→ Quellenauszug

· · · · · · ·

Die traditionalistische Mungiki-Gruppierung hat sich ab etwa 1985 meist unter den jungen und verarmten Kikuyu besonders in den Slums schnell verbreitet. Zu Hilfe kam ihr dabei, dass mit der neuen Demokratiebewegung ab 2002 eine Art Machtvakuum durch weniger Polizeipräsenz entstanden war. Die Jugendsekte versucht in Aussehen und Geheimritualen an den großen Mau-Mau-Aufstand der fünfziger Jahre anzuknüpfen. Zunächst war die Sekte eine soziale Bewegung, die für Sicherheit, Anti-Korruption, konkrete Hilfe und Wertorientierung stand. So betrieb Mungiki Musterfarmen für arme Bauern. Dies änderte sich aber bald. Ihr Mitbegründer und Anführer war der etwa 1970 geborene Hezekiah Ndura Waruinge, ein Enkel des berühmten Mau-Mau-Generals Waruinge.
13 der Führer (u.a. auch Waruinge) traten 2002 in einer als radikal geltenden schiitischen Moschee von Mombasa zum Islam über. Islamische Führer der verschiedenen Flügel haben sich sowohl für als auch gegen die Sekte ausgesprochen.
Schon unter der Regierung von Präsident Moi war die Sekte im März 2002 erfolglos verboten worden. Die Sekte lebt im Untergrund und mag heute schätzungsweise zwei Millionen Anhänger haben. Waruinge hat mittlerweile die Gruppe verlassen (stützt sie aber noch), ist als "Ibrahim" islamischer Prediger geworden und plant, bei den nächsten Wahlen 2007 den Parlamentssitz von Raila Odinga im Kibera-Slum zu erobern. Zunächst aber muss er noch eine Strafe im Gefängnis absitzen; es war ihm im Dezember 2006 vor dem Berufungsgericht nicht gelungen, das Verfahren wieder zu eröffnen.

· · · · · · ·

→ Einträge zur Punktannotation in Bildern
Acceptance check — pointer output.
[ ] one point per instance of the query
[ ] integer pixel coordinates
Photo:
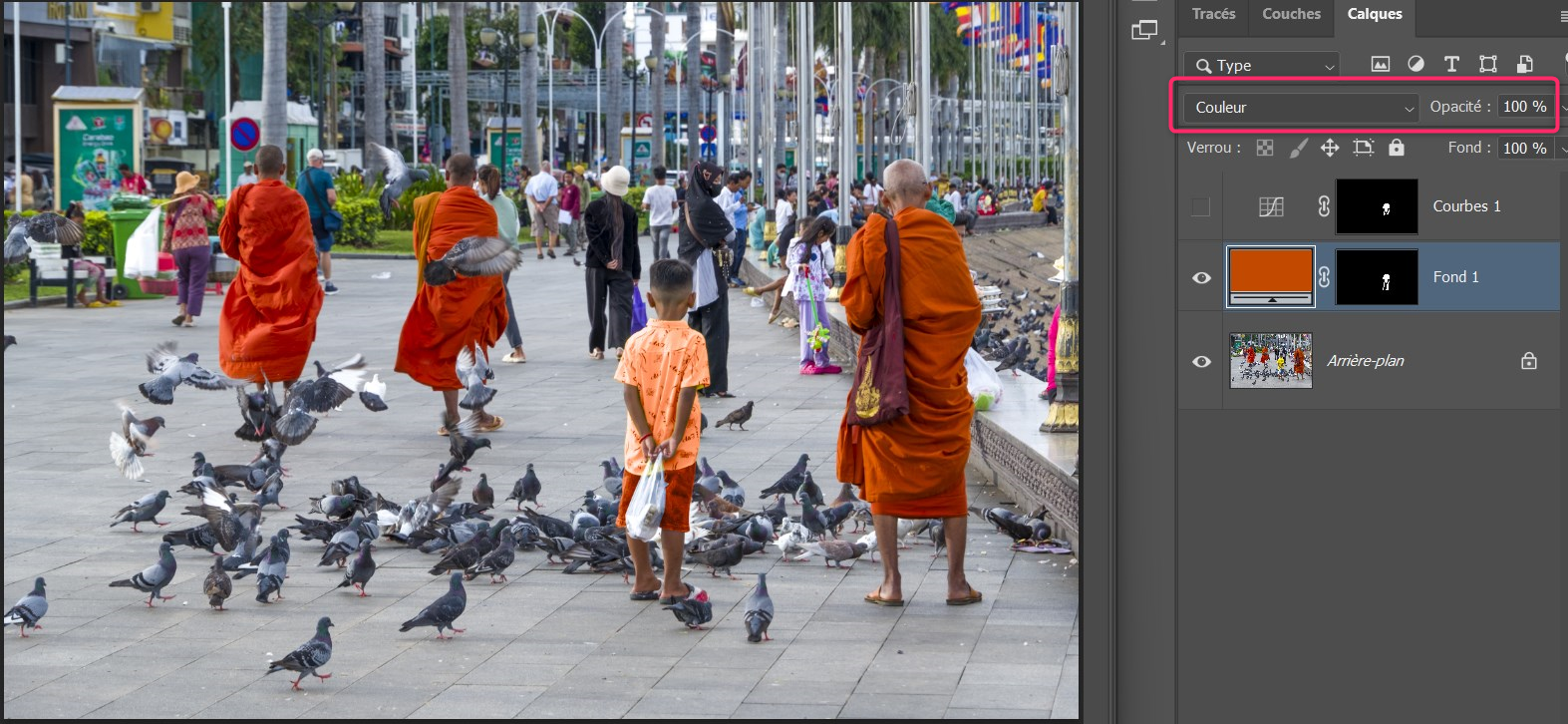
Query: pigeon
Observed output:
(47, 227)
(271, 567)
(131, 442)
(463, 446)
(483, 494)
(694, 610)
(811, 491)
(360, 569)
(374, 394)
(497, 559)
(527, 488)
(444, 611)
(731, 491)
(472, 373)
(142, 512)
(738, 417)
(153, 578)
(720, 558)
(309, 655)
(171, 372)
(789, 485)
(473, 255)
(270, 491)
(196, 538)
(30, 610)
(601, 508)
(216, 586)
(760, 611)
(836, 551)
(226, 519)
(396, 175)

· · · · · · ·

→ Aufgabe 1
Bearbeite den Quellenauszug über die Mungiki-Sekte von „13 der Führer“ bis einschließlich „die Sekte ausgesprochen.“ und setze dabei „Nairobi“ an die Stelle von „Mombasa“.
→ Aufgabe 2
Zähle alle Jahreszahlen auf, die im Quellenauszug über die Mungiki-Sekte in Ziffern geschrieben stehen, jede nur einmal und in der Reihenfolge ihres ersten Auftretens.

→ Übungsergebnis 1
13 der Führer (u.a. auch Waruinge) traten 2002 in einer als radikal geltenden schiitischen Moschee von Nairobi zum Islam über. Islamische Führer der verschiedenen Flügel haben sich sowohl für als auch gegen die Sekte ausgesprochen.

→ Übungsergebnis 2
1985, 2002, 1970, 2007, 2006